GIVEN DATA:
------
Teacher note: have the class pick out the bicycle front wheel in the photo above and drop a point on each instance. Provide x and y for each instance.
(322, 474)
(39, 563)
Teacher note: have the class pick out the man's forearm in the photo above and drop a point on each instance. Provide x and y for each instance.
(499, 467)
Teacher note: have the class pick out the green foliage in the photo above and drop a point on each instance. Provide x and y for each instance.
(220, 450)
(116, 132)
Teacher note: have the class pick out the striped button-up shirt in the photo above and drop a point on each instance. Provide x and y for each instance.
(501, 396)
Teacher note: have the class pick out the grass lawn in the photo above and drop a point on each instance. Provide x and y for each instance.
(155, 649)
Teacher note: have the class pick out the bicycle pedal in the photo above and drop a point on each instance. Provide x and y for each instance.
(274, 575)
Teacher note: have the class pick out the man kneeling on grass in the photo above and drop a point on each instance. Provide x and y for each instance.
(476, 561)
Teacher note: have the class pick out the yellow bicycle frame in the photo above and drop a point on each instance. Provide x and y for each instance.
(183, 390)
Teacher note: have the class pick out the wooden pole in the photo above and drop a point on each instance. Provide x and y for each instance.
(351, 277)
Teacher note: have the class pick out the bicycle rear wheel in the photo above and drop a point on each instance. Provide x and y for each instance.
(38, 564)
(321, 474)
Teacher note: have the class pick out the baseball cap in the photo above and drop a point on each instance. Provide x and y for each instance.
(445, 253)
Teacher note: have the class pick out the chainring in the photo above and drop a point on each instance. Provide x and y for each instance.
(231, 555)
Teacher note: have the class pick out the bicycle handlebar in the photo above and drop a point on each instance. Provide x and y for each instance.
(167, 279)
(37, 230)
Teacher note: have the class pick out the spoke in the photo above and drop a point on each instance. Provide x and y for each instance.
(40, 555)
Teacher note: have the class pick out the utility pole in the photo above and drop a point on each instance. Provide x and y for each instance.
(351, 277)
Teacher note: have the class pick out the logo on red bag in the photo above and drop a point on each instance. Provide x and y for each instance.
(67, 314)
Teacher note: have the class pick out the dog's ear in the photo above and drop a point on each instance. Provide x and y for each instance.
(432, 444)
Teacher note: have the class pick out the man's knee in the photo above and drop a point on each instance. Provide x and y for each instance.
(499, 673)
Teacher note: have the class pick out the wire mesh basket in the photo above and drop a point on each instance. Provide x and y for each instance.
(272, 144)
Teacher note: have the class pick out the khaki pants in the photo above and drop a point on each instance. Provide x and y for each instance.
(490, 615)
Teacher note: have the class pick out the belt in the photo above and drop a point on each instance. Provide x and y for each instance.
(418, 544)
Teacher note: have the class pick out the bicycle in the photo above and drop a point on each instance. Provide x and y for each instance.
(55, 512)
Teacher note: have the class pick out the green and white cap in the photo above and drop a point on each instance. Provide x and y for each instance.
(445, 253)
------
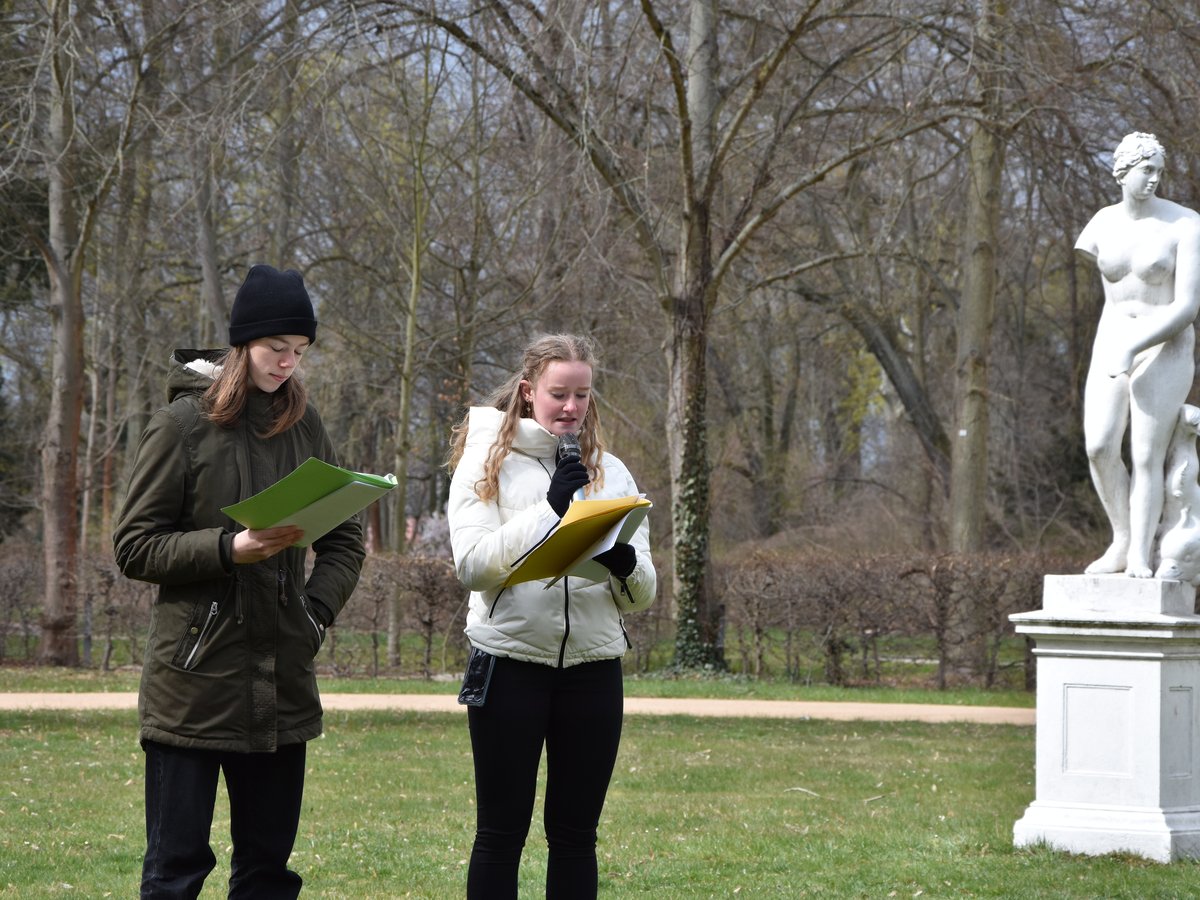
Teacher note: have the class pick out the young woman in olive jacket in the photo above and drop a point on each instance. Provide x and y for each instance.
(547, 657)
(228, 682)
------
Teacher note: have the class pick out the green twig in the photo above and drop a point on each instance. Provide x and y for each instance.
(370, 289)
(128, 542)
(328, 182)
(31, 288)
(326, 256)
------
WRITTEN TASK: How many of the lines above contain the string "pole", with case significant? Give only the number.

RESPONSE: 2